# Available records start

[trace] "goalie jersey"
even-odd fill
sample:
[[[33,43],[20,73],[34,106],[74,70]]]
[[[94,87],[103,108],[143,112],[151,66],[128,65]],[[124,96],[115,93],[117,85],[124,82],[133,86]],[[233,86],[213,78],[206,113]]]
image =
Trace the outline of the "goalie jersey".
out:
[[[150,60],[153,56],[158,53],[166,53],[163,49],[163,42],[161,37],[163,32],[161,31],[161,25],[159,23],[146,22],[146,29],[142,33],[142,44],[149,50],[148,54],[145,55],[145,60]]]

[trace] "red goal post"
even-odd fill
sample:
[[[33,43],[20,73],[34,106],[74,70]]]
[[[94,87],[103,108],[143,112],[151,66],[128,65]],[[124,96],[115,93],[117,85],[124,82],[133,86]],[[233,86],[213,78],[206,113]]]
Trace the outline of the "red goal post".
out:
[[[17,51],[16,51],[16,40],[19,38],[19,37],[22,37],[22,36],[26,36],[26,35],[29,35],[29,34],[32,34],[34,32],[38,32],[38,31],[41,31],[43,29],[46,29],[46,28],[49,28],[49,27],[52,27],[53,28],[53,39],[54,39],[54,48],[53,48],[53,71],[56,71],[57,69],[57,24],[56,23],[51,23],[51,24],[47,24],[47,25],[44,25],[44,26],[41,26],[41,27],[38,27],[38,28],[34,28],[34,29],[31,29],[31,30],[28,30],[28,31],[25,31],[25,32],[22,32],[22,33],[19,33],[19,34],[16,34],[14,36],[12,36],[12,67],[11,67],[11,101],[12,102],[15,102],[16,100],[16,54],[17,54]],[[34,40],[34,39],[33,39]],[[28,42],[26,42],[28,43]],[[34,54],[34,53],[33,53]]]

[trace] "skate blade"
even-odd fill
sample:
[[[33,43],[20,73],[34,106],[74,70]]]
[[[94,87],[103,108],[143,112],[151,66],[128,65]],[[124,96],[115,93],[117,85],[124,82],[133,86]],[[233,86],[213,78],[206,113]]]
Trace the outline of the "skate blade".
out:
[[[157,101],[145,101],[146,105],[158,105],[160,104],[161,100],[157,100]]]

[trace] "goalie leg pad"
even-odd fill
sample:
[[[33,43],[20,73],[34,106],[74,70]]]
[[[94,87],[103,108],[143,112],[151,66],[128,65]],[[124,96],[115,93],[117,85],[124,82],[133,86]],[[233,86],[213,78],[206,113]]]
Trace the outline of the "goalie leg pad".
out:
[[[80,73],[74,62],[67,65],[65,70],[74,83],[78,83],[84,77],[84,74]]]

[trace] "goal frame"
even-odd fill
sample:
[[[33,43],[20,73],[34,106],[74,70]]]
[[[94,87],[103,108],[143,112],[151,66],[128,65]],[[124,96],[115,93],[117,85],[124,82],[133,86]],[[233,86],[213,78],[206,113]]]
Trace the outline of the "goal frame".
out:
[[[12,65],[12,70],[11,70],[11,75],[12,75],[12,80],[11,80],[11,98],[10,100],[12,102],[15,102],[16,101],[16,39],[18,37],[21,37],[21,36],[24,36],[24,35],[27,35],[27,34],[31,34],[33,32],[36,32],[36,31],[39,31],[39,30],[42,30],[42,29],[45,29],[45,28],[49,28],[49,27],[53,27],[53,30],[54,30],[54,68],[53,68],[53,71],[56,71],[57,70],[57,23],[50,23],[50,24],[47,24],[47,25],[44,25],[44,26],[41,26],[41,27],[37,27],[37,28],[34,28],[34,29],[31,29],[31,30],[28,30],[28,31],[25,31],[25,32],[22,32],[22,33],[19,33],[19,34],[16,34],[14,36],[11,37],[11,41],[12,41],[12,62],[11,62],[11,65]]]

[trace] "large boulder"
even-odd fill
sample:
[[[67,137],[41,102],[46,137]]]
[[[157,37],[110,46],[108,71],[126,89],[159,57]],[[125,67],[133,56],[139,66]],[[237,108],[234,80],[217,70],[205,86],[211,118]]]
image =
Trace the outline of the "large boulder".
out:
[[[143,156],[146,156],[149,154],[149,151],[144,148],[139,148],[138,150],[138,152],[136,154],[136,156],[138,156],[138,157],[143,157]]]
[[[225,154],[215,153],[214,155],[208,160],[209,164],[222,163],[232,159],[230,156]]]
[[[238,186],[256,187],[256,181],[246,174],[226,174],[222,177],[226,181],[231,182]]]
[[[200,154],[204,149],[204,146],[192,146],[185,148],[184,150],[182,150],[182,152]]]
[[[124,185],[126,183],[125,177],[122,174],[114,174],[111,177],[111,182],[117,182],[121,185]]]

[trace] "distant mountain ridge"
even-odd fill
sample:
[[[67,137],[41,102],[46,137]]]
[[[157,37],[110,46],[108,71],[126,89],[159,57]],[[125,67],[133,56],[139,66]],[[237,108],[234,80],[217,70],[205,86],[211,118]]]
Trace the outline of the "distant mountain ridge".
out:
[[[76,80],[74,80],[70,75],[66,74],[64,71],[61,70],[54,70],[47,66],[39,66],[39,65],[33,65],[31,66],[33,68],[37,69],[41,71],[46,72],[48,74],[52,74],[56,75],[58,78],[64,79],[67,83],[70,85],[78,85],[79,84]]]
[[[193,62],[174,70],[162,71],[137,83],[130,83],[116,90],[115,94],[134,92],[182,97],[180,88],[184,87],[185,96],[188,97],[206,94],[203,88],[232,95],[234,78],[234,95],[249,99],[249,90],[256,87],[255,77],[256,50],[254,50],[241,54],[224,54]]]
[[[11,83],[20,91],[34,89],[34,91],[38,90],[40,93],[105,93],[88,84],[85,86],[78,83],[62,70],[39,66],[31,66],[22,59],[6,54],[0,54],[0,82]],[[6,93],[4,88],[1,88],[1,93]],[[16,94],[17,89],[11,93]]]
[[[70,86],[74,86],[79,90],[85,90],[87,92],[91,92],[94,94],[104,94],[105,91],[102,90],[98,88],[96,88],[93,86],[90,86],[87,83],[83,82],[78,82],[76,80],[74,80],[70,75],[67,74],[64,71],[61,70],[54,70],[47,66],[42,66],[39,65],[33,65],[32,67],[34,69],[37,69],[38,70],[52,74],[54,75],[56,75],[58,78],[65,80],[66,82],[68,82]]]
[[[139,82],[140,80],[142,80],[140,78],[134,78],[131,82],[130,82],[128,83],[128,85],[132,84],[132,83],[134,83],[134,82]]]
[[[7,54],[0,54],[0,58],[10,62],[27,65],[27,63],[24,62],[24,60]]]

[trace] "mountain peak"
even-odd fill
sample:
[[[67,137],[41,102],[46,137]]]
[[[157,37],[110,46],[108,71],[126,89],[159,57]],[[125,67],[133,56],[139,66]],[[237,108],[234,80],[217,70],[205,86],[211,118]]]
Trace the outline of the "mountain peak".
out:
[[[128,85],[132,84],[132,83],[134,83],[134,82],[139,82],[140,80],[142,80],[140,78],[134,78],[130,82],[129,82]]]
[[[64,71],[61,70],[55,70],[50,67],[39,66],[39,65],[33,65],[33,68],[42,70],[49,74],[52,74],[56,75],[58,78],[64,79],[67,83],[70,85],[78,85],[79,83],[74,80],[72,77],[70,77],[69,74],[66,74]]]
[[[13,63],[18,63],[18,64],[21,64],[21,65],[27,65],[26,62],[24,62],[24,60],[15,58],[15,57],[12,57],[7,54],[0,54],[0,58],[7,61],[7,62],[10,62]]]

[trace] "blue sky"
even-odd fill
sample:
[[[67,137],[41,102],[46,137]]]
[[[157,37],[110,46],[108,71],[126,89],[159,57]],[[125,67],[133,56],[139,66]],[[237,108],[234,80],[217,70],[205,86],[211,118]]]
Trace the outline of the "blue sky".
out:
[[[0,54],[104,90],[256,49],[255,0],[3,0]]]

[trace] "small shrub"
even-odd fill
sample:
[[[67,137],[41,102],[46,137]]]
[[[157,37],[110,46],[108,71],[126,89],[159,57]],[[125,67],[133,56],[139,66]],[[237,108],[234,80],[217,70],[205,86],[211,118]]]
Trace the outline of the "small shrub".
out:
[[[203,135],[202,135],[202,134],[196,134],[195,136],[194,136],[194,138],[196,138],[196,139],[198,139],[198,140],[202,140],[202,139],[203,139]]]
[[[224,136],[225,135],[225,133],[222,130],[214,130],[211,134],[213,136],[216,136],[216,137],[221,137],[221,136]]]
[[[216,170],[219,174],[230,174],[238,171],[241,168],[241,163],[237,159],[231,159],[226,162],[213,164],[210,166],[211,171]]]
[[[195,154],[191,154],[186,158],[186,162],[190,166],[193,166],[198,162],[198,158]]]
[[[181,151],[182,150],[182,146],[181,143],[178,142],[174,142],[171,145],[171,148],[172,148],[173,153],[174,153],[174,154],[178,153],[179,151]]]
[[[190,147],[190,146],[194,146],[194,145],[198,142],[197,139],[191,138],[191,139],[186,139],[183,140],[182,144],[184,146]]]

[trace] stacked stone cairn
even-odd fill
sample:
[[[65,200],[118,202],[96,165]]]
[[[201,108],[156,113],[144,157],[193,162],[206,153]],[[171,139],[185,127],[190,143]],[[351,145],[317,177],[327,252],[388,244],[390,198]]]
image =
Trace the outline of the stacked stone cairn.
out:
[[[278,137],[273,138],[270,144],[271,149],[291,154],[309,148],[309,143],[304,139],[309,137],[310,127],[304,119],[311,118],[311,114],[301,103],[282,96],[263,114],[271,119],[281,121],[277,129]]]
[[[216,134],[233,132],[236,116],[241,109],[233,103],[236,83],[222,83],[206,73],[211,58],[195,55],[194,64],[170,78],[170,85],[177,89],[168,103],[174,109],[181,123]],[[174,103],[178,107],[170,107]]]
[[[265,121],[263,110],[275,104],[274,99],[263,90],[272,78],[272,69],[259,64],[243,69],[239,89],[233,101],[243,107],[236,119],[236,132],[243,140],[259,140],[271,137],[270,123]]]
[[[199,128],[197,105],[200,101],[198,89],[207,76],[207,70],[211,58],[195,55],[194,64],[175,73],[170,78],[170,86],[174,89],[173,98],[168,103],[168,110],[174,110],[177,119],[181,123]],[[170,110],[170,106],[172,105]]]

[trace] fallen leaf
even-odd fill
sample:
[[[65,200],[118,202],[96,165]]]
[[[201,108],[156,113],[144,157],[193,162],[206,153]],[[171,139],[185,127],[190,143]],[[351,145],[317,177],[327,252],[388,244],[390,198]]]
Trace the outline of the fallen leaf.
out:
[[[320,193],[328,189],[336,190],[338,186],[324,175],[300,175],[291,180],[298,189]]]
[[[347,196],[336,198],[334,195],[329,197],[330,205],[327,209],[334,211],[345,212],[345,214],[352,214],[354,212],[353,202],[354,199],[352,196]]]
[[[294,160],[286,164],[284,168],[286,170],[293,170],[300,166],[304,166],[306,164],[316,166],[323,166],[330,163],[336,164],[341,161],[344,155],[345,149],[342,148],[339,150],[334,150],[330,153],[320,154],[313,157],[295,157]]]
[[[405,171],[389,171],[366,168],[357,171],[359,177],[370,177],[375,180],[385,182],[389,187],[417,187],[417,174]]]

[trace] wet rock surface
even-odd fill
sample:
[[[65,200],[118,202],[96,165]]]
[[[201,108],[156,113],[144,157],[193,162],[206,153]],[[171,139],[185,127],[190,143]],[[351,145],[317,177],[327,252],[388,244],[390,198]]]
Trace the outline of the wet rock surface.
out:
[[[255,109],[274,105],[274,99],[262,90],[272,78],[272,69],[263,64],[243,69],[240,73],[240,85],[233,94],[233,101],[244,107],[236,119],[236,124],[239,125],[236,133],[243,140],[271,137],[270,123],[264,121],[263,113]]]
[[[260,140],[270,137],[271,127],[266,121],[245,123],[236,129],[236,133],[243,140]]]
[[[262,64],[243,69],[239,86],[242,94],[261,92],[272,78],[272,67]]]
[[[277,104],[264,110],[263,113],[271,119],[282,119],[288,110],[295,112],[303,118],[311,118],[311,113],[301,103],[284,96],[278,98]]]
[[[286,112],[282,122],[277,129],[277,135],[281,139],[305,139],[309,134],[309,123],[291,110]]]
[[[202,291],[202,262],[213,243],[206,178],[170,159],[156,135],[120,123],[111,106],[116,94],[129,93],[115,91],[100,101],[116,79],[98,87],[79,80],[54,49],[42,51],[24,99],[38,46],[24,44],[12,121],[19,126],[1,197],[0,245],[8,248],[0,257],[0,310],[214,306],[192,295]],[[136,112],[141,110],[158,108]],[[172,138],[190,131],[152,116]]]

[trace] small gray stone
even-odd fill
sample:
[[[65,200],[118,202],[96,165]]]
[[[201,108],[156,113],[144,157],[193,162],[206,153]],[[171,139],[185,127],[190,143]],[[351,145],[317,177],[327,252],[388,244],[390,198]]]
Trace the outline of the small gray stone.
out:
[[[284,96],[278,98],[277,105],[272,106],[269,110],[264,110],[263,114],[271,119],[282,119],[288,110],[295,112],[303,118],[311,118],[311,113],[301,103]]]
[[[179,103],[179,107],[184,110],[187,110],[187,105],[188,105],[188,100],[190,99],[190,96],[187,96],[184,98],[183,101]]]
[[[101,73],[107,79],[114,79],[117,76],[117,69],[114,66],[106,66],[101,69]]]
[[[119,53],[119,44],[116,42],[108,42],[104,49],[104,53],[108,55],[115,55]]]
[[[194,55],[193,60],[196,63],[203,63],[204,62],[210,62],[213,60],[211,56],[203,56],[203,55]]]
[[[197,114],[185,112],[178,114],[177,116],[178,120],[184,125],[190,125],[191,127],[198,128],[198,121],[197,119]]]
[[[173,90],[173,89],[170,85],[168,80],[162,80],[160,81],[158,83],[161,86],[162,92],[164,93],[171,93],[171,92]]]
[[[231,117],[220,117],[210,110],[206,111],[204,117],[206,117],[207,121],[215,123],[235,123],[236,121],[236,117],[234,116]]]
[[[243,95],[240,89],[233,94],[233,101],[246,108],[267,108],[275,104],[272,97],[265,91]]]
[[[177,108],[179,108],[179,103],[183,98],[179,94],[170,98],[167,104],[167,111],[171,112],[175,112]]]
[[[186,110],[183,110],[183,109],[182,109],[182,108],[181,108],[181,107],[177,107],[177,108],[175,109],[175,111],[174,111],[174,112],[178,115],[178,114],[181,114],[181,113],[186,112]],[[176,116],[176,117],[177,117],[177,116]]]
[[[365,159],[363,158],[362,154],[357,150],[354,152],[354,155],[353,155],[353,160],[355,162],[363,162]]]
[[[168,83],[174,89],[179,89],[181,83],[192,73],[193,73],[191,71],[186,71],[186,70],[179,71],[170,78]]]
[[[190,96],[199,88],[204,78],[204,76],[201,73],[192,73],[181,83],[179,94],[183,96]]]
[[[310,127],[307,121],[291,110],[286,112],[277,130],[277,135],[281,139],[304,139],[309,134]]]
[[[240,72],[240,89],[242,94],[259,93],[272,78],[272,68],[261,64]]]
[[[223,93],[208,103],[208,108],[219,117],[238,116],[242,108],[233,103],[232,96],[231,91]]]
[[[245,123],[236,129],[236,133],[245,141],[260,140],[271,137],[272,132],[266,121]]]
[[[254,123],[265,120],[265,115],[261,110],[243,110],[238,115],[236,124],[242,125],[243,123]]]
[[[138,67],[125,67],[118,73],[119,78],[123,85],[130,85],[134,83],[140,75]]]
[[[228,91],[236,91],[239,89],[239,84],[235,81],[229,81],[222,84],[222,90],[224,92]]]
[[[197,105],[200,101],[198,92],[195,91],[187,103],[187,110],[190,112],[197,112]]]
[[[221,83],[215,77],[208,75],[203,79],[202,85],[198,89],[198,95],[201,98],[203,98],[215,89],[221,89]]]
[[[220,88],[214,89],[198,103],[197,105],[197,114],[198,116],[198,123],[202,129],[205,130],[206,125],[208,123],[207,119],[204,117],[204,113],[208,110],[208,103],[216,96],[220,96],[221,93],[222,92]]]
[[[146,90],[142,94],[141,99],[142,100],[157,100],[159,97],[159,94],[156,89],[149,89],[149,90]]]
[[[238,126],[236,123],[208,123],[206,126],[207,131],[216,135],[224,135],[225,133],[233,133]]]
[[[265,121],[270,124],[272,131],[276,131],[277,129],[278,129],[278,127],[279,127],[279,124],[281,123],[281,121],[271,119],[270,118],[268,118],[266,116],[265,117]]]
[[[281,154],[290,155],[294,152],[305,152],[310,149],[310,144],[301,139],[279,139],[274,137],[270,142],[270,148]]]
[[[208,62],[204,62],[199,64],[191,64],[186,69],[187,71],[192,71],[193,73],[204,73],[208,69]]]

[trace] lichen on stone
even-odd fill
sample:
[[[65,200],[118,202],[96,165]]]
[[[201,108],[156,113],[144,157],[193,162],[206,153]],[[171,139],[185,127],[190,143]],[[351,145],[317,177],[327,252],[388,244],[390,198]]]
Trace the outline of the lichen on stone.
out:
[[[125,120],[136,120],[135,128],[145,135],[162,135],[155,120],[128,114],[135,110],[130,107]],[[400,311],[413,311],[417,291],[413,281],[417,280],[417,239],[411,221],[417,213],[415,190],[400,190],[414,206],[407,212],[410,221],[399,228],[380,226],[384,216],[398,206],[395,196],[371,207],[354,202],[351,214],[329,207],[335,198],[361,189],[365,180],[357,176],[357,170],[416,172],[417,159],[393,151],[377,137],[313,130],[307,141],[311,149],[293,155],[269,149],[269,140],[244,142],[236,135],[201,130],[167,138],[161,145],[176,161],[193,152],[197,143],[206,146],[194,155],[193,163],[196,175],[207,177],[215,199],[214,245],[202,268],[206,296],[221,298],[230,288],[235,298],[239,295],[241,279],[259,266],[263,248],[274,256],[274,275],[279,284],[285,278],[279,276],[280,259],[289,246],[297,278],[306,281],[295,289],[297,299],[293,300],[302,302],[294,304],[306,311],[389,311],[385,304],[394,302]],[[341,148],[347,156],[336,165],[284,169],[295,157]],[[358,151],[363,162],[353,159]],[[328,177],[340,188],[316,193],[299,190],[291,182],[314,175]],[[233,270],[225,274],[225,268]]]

# Available records end

Pick out every line of the records above that contains the string "stacked", matching case exactly.

Response.
[trace] stacked stone cairn
Trace the outline of the stacked stone cairn.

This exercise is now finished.